# SHORT EXERCISE
Collect every line in the items below that contains the word "black" and copy each such line in full. The match is case-sensitive.

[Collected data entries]
[Begin]

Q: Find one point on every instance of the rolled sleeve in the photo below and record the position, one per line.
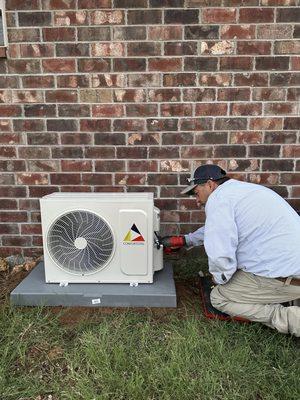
(221, 240)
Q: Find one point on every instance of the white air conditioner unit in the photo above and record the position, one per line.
(100, 237)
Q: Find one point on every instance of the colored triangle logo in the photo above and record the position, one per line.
(133, 235)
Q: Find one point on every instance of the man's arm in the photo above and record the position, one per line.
(221, 240)
(195, 238)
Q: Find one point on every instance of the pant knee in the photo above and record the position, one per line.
(216, 299)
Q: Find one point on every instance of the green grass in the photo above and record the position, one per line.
(143, 354)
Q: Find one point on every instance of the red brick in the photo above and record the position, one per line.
(113, 139)
(288, 14)
(230, 124)
(161, 95)
(128, 125)
(164, 152)
(97, 179)
(39, 110)
(181, 16)
(129, 64)
(110, 166)
(200, 63)
(272, 63)
(130, 179)
(280, 108)
(8, 204)
(165, 64)
(180, 48)
(76, 138)
(234, 94)
(95, 125)
(291, 151)
(28, 178)
(195, 124)
(100, 152)
(274, 31)
(143, 139)
(12, 165)
(295, 63)
(10, 110)
(245, 137)
(268, 94)
(181, 110)
(40, 191)
(131, 152)
(196, 152)
(13, 216)
(235, 63)
(61, 96)
(165, 32)
(256, 15)
(266, 123)
(8, 152)
(139, 17)
(246, 109)
(23, 66)
(107, 17)
(229, 151)
(177, 138)
(290, 178)
(34, 152)
(222, 79)
(237, 32)
(59, 34)
(76, 165)
(108, 110)
(277, 165)
(129, 95)
(170, 124)
(253, 47)
(219, 15)
(34, 18)
(211, 109)
(72, 81)
(110, 49)
(65, 179)
(141, 110)
(70, 18)
(59, 65)
(291, 123)
(67, 152)
(10, 229)
(264, 151)
(162, 179)
(46, 81)
(147, 166)
(199, 94)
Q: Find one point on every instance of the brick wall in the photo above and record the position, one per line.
(130, 95)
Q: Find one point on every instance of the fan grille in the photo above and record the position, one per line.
(80, 242)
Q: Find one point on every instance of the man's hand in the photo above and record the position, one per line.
(173, 242)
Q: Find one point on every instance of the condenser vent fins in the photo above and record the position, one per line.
(80, 242)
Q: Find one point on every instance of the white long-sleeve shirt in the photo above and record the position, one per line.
(249, 227)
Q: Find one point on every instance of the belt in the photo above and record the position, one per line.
(290, 281)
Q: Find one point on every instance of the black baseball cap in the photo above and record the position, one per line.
(203, 174)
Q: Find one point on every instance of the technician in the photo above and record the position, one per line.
(252, 239)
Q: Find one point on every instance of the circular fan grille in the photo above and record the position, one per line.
(80, 242)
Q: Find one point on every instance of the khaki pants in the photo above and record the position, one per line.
(257, 299)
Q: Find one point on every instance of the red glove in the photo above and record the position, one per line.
(173, 241)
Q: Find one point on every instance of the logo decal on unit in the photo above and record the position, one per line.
(134, 236)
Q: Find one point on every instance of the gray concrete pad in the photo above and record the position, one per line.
(34, 291)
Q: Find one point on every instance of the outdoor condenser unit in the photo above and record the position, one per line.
(100, 237)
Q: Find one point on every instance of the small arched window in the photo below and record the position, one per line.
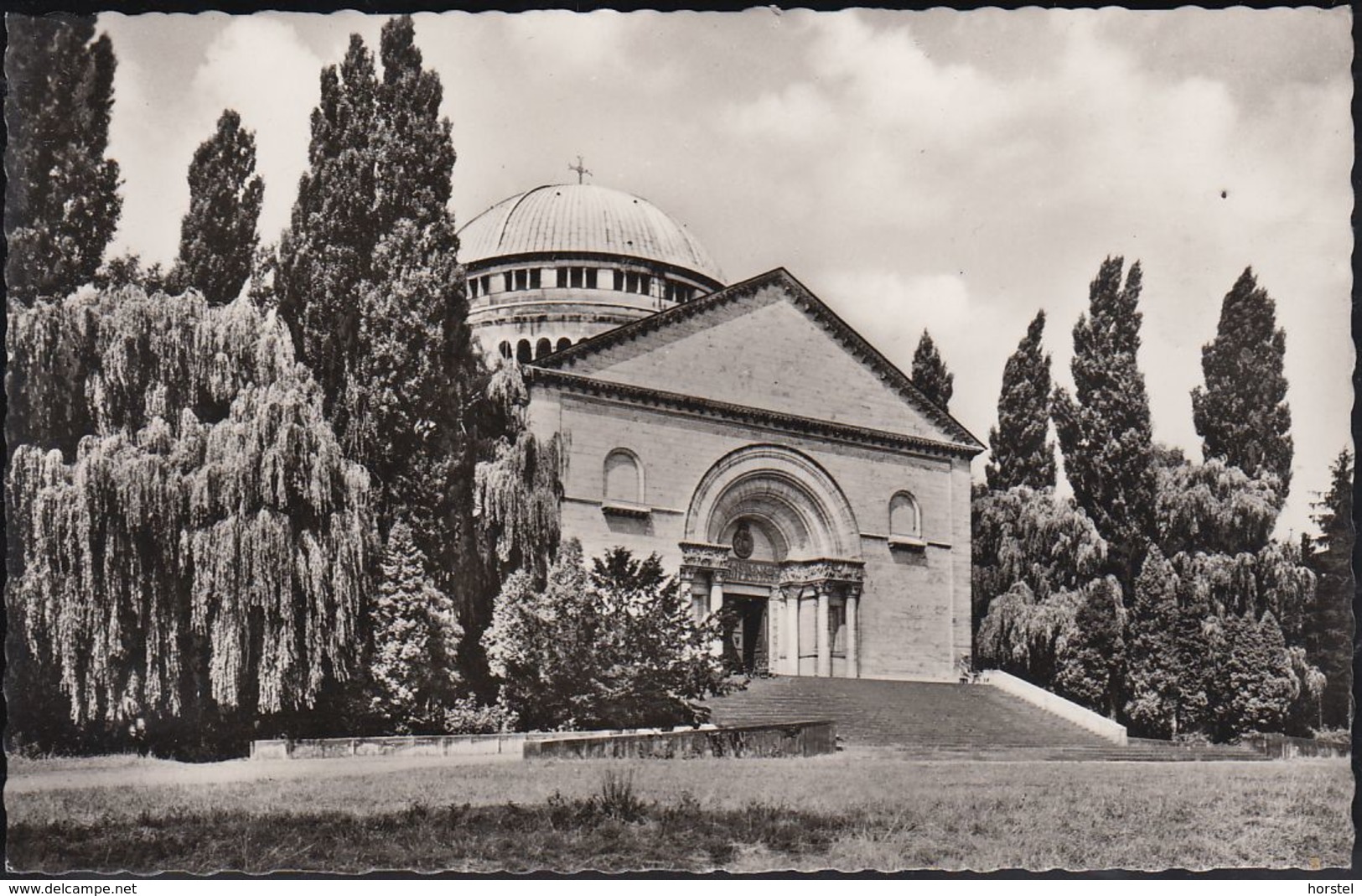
(623, 477)
(904, 521)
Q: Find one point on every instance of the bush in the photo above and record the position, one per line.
(614, 647)
(469, 717)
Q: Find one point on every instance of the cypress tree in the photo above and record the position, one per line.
(218, 235)
(1154, 674)
(416, 638)
(1093, 654)
(1105, 427)
(1242, 414)
(1328, 624)
(930, 373)
(61, 202)
(1019, 446)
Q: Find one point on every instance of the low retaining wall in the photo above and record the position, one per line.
(412, 745)
(1068, 710)
(1285, 747)
(790, 738)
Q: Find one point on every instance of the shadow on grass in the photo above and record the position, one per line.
(609, 832)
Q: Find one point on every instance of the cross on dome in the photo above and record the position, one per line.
(579, 169)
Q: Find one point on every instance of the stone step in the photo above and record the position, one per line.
(943, 721)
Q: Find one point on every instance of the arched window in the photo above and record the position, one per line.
(623, 477)
(904, 521)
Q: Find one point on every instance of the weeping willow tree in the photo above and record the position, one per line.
(185, 533)
(518, 488)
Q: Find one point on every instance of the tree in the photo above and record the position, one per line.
(930, 373)
(1253, 684)
(1154, 676)
(1328, 624)
(1019, 446)
(1091, 656)
(218, 235)
(205, 549)
(1105, 427)
(609, 647)
(61, 202)
(1028, 536)
(1211, 507)
(370, 283)
(416, 639)
(1022, 634)
(1242, 414)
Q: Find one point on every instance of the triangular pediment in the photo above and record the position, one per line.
(766, 344)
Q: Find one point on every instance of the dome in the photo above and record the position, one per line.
(583, 218)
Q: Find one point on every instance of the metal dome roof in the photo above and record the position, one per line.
(583, 218)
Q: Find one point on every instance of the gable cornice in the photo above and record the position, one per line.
(806, 301)
(741, 413)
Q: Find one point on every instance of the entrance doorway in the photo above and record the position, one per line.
(745, 647)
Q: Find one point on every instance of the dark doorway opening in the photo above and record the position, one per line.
(745, 647)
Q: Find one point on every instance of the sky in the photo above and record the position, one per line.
(944, 170)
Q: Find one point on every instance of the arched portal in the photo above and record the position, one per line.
(774, 546)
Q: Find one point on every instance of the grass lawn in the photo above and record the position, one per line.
(858, 809)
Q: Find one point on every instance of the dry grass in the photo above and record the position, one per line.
(854, 811)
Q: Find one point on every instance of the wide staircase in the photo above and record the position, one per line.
(943, 721)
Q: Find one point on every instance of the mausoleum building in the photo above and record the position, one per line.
(774, 459)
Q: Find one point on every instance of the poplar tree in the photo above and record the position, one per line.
(1241, 413)
(1104, 427)
(61, 202)
(1020, 449)
(218, 235)
(1154, 673)
(930, 375)
(370, 282)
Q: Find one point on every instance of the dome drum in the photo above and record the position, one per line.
(577, 257)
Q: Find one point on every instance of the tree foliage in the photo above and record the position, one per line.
(218, 235)
(1091, 662)
(1329, 624)
(1104, 427)
(1242, 414)
(1020, 448)
(1211, 507)
(1155, 676)
(61, 202)
(1028, 536)
(416, 640)
(1023, 636)
(930, 375)
(601, 649)
(370, 283)
(202, 544)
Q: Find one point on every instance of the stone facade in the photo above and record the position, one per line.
(784, 469)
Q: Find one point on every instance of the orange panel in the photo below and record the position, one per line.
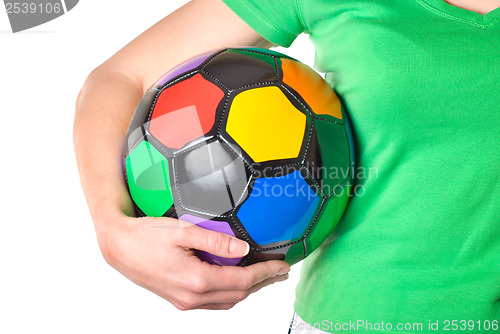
(311, 86)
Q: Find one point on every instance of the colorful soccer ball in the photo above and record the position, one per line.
(246, 141)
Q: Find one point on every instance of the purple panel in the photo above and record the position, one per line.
(214, 226)
(184, 67)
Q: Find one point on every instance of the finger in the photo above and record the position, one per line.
(267, 282)
(214, 278)
(216, 243)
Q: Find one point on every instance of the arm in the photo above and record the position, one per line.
(149, 250)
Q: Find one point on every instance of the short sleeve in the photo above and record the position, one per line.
(278, 21)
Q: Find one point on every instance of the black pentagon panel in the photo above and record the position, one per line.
(210, 180)
(136, 131)
(235, 69)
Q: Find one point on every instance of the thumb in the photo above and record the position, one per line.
(216, 243)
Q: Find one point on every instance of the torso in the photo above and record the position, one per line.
(478, 6)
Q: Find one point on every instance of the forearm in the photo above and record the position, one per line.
(104, 108)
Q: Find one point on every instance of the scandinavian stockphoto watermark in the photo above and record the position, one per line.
(451, 325)
(31, 13)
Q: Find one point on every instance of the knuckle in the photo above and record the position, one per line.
(180, 307)
(198, 284)
(188, 301)
(245, 283)
(227, 306)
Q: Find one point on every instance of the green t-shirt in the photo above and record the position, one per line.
(420, 241)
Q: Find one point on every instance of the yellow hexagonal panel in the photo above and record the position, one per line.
(266, 125)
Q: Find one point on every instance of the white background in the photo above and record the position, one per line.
(52, 276)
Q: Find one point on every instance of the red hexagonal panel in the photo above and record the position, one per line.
(185, 111)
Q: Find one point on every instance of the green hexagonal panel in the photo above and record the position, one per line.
(149, 180)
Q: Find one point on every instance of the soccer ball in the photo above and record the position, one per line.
(245, 141)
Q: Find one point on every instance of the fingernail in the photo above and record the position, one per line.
(237, 246)
(283, 271)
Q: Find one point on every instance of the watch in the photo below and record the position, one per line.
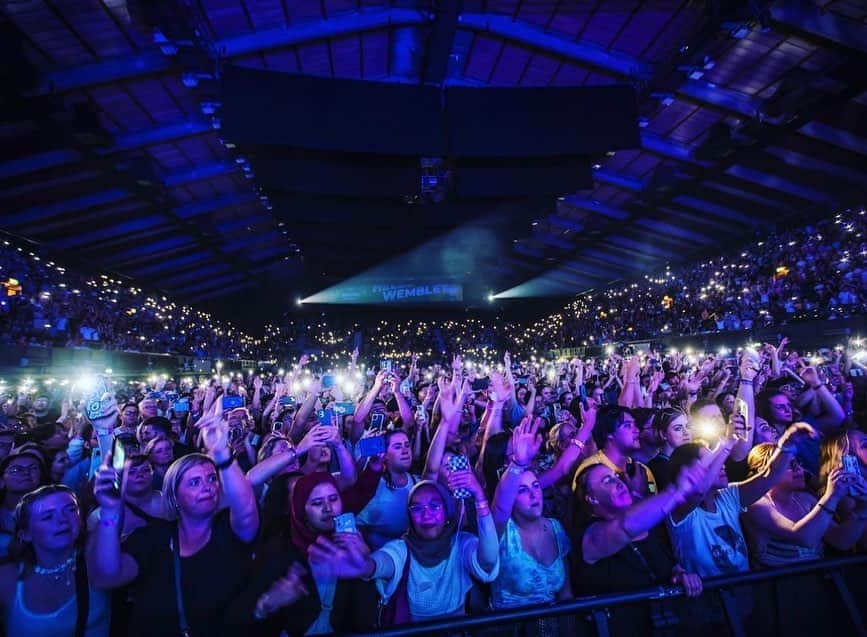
(222, 466)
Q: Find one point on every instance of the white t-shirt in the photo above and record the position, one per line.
(712, 543)
(438, 591)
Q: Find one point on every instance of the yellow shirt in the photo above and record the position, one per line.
(600, 458)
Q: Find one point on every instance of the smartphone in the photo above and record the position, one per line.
(420, 414)
(326, 417)
(93, 404)
(345, 408)
(371, 446)
(232, 402)
(481, 384)
(377, 421)
(851, 465)
(459, 463)
(345, 523)
(742, 409)
(118, 460)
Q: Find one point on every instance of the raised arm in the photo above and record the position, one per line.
(809, 530)
(448, 422)
(526, 441)
(260, 473)
(237, 490)
(831, 414)
(569, 458)
(406, 415)
(787, 446)
(107, 565)
(488, 550)
(607, 537)
(362, 411)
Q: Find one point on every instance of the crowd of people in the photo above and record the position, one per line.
(357, 498)
(815, 272)
(44, 303)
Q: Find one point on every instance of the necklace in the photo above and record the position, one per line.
(58, 572)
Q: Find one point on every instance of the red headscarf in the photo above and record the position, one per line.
(302, 535)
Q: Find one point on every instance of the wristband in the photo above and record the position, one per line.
(108, 522)
(222, 466)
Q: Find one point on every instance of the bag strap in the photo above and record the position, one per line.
(176, 554)
(82, 596)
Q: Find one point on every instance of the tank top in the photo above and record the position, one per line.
(59, 623)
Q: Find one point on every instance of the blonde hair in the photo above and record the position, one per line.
(176, 471)
(831, 452)
(760, 457)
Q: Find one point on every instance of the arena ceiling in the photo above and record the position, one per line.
(753, 115)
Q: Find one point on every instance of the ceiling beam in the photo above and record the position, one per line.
(808, 18)
(536, 37)
(153, 61)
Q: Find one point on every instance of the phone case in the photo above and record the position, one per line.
(458, 463)
(345, 523)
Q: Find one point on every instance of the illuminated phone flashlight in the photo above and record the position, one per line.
(707, 429)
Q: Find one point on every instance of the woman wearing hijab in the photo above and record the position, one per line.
(429, 571)
(292, 595)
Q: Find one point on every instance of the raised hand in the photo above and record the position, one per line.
(346, 560)
(465, 478)
(289, 589)
(811, 377)
(749, 364)
(104, 491)
(526, 441)
(317, 436)
(838, 483)
(796, 433)
(457, 363)
(215, 435)
(501, 388)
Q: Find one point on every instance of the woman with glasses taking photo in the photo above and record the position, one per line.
(180, 568)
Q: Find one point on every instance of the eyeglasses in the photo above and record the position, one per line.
(29, 468)
(419, 509)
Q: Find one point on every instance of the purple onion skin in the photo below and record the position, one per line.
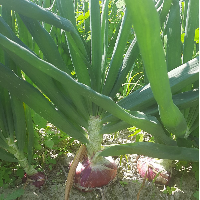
(147, 165)
(37, 179)
(89, 175)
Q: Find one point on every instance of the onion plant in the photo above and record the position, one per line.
(70, 81)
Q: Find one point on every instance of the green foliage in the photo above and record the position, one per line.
(169, 190)
(14, 195)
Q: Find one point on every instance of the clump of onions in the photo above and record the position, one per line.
(94, 171)
(158, 169)
(90, 174)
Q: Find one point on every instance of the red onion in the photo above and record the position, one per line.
(153, 167)
(90, 175)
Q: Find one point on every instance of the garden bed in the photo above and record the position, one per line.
(126, 186)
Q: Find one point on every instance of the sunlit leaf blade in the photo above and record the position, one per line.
(32, 97)
(117, 56)
(154, 150)
(29, 9)
(68, 82)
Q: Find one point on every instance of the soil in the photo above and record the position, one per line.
(126, 185)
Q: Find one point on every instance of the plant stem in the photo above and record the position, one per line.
(95, 139)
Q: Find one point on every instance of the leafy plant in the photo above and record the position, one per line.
(86, 106)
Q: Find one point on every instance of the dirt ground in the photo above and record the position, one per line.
(125, 187)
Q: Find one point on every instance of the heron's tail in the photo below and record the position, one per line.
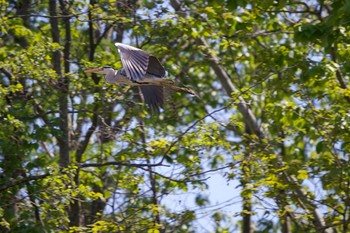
(183, 89)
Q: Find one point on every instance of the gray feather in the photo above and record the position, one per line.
(153, 96)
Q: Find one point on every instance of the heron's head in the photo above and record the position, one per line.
(103, 70)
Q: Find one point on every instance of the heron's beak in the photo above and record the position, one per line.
(95, 70)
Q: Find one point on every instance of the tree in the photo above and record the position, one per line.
(80, 155)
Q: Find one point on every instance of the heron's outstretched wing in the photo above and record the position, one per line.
(153, 96)
(137, 62)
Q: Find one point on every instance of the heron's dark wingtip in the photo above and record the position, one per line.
(154, 97)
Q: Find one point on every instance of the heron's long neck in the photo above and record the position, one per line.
(111, 76)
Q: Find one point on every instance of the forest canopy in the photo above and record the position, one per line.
(272, 115)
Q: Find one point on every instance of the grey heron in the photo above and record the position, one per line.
(140, 69)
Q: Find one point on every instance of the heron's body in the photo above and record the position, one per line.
(119, 77)
(140, 69)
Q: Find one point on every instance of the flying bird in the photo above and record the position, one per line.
(140, 69)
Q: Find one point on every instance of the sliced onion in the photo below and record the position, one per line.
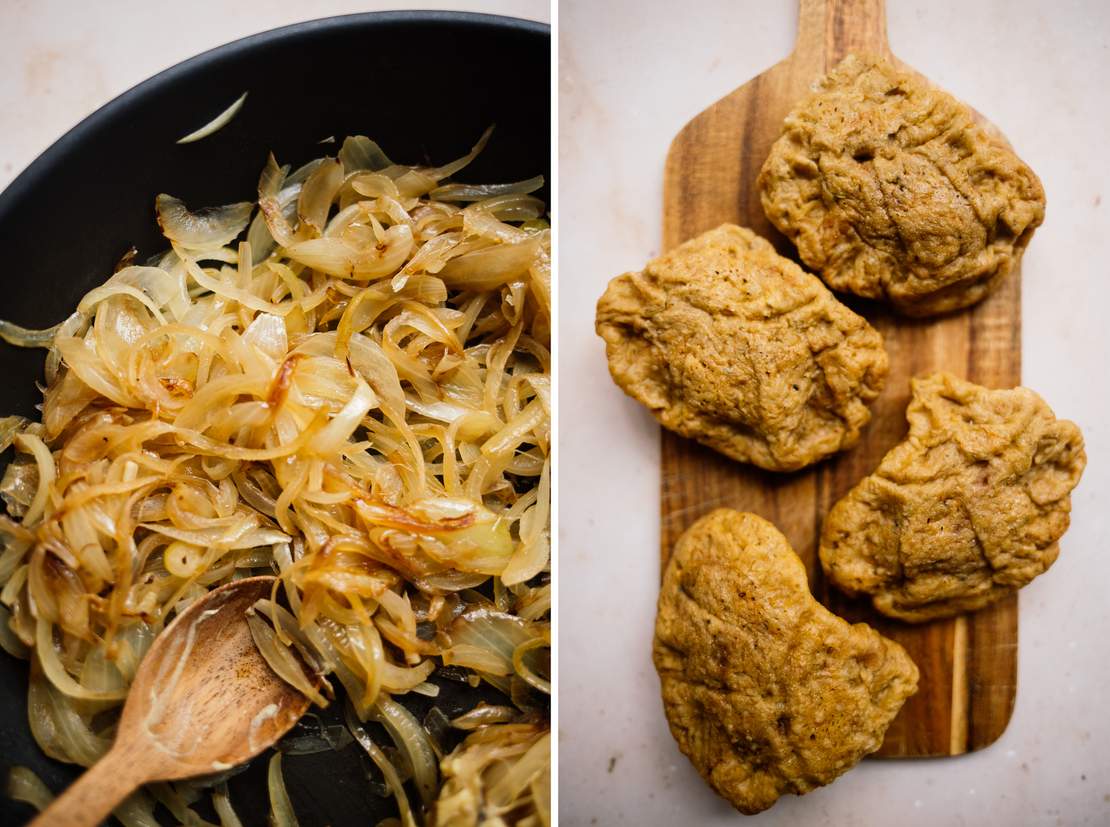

[End]

# EXPECTED OUTPUT
Q: Find one point on every instance of the black baseball cap in the photo above and record the position, one per line.
Q: Find one point on every instance of the black pentagon panel in the photo above and record the position, one per line.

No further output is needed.